What is asked: Swap "black flag" for "red flag" throughout the records below, leaving everything else unchanged, and write the lines out again without the pictures.

Records from a collection
━━━━━━━━━━━━━━━━

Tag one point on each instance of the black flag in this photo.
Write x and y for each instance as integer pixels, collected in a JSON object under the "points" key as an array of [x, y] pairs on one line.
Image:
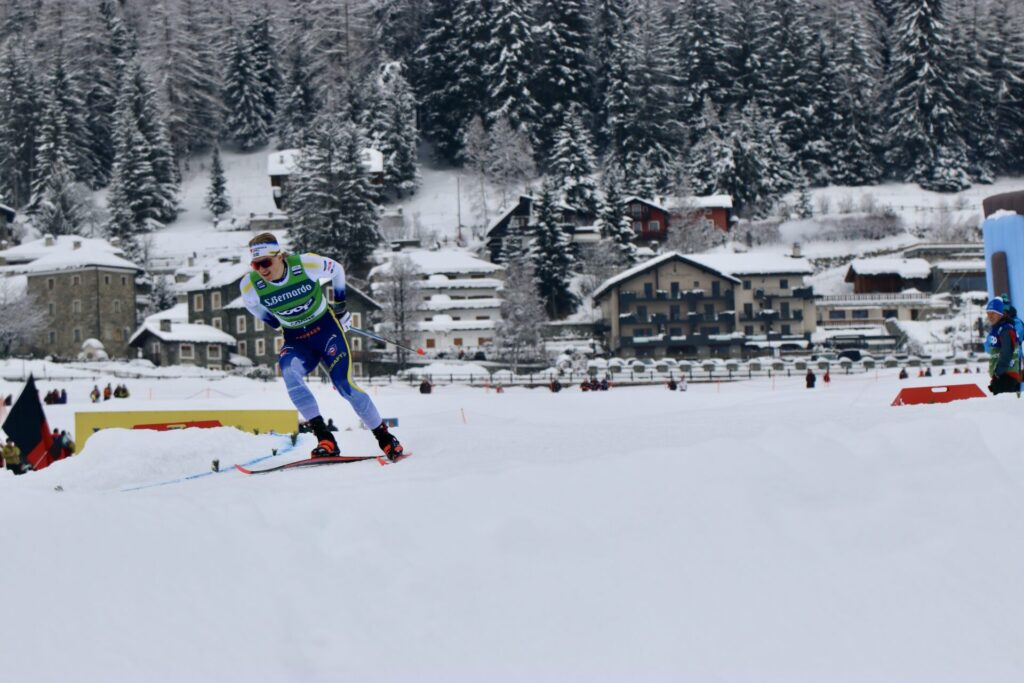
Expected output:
{"points": [[26, 424]]}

━━━━━━━━━━━━━━━━

Result of this exercise:
Tag one point on each instance of the red flag in this photo.
Write x and y for each instance as integer pixels, collected in a JSON object under the "points" key as an array of [x, y] pairs on one line.
Image:
Expected output:
{"points": [[26, 424]]}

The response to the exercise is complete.